| TASK PROMPT |
Each line below needs to be duplicated without alteration.

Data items
★ ★ ★

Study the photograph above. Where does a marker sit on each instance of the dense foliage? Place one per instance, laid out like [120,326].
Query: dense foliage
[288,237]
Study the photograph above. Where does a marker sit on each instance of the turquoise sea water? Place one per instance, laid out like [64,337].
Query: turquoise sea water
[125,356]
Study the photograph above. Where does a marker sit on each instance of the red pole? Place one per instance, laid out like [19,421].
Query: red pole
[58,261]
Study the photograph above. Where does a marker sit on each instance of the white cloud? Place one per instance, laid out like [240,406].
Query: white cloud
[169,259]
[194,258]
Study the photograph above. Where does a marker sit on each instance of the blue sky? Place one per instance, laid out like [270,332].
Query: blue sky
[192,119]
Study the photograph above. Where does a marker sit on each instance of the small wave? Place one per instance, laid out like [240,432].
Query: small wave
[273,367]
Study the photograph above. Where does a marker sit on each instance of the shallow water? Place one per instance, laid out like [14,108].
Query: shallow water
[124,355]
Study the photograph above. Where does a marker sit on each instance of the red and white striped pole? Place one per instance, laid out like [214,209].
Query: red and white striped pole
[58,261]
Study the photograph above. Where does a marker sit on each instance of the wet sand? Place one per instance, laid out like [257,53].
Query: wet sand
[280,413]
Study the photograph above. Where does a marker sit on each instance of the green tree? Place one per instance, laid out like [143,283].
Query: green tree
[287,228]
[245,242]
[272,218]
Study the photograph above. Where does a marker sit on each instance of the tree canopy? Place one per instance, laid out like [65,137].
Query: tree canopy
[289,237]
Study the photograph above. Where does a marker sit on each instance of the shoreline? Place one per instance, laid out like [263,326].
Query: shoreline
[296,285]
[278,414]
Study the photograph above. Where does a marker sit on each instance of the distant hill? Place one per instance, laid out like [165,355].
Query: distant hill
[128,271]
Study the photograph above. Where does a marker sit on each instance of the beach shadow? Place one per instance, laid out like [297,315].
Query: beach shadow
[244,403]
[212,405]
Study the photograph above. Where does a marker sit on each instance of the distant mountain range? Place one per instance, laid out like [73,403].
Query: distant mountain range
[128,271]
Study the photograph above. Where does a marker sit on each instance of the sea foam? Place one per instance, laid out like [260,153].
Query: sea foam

★ ★ ★

| FINISHED TASK |
Study the photograph above. Where does a marker sit on each instance of the dense foliage? Place one per instance, laid out like [120,326].
Query: dense foliage
[288,237]
Study the photograph above. Where does a marker sit on each instance of the turquoise sea water? Place one per instance, laid out like [64,337].
Query: turquoise sea water
[125,356]
Study the photograph above. Where does a marker sit on each instance of the red pole? Place one per instance, laid out like [19,421].
Query: red pole
[58,261]
Study the photograph above. Where does a marker sit on each instance of the white cloud? Place one per instance, laid out like [240,406].
Query: white cloud
[169,259]
[194,258]
Study the photograph above. Where does a marker sit on each instance of the blue sky? Place one per instance, laid out like [270,332].
Query: blue sky
[192,119]
Study the photograph above. Where does a marker sit on each instance of the small wave? Place one per instance, laid out like [240,432].
Query: small wave
[273,367]
Study the photograph above. Where does a marker sit on each instance of the shallow water? Place one per instance, laid out like [14,108].
Query: shallow water
[124,355]
Study the photograph above. Where does a marker sit on each instance of the red and white striped pole? Place one per instance, laid out like [214,209].
Query: red and white striped pole
[58,261]
Study the photograph above. Where does a marker sit on each instance of the wet sand? Place one per instance, laid out like [257,53].
Query: wet sand
[280,413]
Study the photograph above. Where does a marker sit on each instance of the green tree? Place one per instance, laid out like [143,283].
Query: green tree
[287,228]
[245,242]
[272,218]
Study the photograph above. Where does a marker sit on each instance of the tree canopy? Place one per instance, laid out like [65,137].
Query: tree canopy
[289,237]
Study the photograph above. Where does a marker sit on each instance of the shoreline? Place one per instance, laid out like [263,326].
Query: shoreline
[296,285]
[278,414]
Study the photograph above. Where does a marker sit on each instance of the distant hill? Place one per instance, laid out like [165,355].
Query: distant hill
[128,271]
Study the photograph above. Where does a marker sit on each instance of the beach shadow? Place one per instance, laid out like [297,315].
Query: beach shadow
[244,403]
[212,405]
Study the photograph above. Where does a marker sit on each instance of the distant mountain range? Place one per instance, laid out like [73,403].
Query: distant mountain range
[128,271]
Study the photograph above. Where does a marker sit on each instance of the sea foam? Place one per instance, laid out like [260,153].
Query: sea foam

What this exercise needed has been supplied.